▶ Problem
Find every line in the rows below that contains the word "window", and copy each of those lines.
## BEGIN Records for this exercise
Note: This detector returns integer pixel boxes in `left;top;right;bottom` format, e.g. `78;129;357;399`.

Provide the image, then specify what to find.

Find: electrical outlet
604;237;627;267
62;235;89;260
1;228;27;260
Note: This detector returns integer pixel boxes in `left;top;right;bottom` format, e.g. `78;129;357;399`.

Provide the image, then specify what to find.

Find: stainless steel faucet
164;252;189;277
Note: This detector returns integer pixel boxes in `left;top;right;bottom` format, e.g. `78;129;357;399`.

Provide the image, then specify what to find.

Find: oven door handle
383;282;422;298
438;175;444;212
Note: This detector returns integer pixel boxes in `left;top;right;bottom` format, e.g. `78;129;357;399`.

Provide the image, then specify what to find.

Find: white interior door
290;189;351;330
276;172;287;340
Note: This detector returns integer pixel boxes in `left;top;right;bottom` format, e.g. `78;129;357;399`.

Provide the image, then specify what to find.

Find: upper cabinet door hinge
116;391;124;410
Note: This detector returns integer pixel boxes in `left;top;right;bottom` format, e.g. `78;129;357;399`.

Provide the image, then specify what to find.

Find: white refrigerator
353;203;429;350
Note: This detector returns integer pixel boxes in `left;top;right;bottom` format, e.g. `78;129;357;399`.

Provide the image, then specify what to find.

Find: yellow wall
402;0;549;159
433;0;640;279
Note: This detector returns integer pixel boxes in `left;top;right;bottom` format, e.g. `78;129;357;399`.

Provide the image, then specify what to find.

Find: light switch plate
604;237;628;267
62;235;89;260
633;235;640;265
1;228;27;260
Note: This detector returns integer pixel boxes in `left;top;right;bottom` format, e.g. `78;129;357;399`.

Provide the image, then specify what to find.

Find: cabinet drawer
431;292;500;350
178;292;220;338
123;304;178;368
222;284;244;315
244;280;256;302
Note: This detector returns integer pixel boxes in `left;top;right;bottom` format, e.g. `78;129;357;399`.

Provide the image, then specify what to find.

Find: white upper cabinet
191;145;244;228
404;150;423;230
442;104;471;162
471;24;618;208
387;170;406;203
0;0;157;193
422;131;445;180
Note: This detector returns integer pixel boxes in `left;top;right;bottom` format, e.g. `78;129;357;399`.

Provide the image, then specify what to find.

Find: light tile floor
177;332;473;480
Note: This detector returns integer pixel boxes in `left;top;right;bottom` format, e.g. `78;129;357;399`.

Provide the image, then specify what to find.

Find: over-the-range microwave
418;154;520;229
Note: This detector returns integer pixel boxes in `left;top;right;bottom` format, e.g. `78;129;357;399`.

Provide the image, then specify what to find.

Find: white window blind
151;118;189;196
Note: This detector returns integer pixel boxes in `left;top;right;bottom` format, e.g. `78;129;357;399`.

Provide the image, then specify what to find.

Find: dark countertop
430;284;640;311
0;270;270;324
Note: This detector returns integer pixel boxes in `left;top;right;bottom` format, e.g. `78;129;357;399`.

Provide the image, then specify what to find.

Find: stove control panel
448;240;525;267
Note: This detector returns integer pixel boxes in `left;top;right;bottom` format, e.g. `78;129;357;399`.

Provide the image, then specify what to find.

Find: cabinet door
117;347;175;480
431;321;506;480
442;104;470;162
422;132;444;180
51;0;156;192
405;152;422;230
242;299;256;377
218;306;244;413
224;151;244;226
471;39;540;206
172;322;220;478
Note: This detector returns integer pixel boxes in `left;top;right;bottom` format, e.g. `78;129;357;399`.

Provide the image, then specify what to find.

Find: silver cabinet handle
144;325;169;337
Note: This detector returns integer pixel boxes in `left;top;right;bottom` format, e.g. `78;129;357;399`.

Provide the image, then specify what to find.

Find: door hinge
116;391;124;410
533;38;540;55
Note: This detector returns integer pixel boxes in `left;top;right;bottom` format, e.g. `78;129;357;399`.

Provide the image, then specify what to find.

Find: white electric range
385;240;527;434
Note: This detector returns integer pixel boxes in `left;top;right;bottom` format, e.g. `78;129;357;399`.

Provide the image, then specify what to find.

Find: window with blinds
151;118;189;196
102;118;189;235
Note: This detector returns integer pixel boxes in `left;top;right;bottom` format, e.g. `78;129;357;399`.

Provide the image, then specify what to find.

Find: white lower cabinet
## END Records for this exercise
▶ Correct result
Find: white window blind
Find: window with blinds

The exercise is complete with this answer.